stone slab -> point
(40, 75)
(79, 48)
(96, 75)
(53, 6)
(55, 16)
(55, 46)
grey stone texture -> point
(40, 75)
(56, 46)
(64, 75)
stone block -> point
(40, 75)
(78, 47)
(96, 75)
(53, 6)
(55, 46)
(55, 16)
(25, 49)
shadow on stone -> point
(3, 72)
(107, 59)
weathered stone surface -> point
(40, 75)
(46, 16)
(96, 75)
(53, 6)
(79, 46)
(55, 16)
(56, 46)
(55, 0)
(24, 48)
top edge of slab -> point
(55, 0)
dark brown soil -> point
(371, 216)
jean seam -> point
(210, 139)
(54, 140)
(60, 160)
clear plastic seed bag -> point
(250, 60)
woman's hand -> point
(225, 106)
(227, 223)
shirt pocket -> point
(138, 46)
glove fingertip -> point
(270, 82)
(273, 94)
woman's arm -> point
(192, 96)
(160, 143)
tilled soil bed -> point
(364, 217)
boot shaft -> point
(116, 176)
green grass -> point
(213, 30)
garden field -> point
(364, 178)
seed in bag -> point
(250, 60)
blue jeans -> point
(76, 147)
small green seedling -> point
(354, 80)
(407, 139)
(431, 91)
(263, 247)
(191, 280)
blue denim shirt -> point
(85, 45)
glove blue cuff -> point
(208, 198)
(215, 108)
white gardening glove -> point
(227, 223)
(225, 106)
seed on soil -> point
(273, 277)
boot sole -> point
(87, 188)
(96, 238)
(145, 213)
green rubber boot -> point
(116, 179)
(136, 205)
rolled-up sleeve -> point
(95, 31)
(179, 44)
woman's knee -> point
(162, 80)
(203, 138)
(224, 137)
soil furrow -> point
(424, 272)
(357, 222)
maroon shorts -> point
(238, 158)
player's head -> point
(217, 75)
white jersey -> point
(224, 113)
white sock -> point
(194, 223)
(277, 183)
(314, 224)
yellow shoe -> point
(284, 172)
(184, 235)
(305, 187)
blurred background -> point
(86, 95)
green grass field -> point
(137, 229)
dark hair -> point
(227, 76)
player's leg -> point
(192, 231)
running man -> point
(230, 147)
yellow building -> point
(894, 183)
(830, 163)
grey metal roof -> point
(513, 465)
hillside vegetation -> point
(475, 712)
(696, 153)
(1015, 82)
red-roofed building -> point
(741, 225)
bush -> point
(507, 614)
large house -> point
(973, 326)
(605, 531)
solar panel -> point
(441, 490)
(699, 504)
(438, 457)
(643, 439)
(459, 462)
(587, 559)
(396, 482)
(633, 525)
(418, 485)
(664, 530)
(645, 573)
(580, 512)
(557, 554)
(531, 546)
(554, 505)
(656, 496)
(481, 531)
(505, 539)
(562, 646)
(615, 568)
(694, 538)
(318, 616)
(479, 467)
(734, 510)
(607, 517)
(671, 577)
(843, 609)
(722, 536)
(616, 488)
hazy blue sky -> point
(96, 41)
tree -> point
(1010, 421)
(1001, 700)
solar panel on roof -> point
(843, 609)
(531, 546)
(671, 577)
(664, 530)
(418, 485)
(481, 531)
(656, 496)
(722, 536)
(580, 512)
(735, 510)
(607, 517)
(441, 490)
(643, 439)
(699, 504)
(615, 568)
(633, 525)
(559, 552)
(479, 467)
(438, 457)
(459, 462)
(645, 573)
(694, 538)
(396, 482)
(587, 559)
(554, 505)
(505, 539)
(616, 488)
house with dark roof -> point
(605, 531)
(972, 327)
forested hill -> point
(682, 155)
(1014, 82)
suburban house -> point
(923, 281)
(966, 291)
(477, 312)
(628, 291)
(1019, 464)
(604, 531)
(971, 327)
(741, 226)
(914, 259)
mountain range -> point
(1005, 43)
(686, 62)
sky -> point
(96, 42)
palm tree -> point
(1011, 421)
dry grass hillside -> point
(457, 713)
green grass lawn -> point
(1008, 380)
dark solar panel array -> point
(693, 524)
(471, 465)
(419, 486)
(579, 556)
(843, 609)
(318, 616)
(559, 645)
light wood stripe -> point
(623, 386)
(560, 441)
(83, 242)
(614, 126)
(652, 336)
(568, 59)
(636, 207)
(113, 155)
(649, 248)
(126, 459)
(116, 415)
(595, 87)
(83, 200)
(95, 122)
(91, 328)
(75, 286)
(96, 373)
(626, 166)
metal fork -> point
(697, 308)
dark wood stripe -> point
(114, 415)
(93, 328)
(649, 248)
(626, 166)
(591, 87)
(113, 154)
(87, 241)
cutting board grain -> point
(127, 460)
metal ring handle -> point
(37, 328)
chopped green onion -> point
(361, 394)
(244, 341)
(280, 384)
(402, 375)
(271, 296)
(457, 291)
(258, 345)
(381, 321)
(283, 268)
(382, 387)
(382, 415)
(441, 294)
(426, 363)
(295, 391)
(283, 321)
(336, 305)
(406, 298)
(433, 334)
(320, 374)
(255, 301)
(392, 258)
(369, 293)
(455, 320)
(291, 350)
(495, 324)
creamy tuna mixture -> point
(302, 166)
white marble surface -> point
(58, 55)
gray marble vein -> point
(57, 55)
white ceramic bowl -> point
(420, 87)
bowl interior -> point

* * * * * * *

§ EXERCISE DIRECTIONS
Would you reproduce, word for word, the lines from the one holding "metal fork -> point" through the final line of the entries, both included?

§ TASK RESULT
metal fork -> point
(697, 308)
dark wood stripe -> point
(114, 415)
(93, 328)
(649, 248)
(626, 166)
(591, 87)
(113, 154)
(87, 241)
cutting board grain -> point
(127, 460)
metal ring handle -> point
(37, 328)
chopped green onion -> point
(361, 394)
(244, 341)
(280, 384)
(402, 375)
(271, 296)
(457, 291)
(258, 345)
(381, 321)
(283, 268)
(382, 387)
(382, 415)
(441, 294)
(426, 363)
(295, 391)
(283, 321)
(336, 305)
(406, 298)
(433, 334)
(320, 374)
(255, 301)
(392, 258)
(369, 293)
(455, 320)
(291, 350)
(495, 324)
creamy tuna mixture -> point
(302, 166)
white marble surface -> point
(58, 55)
gray marble vein -> point
(57, 55)
white ceramic bowl -> point
(420, 87)
bowl interior -> point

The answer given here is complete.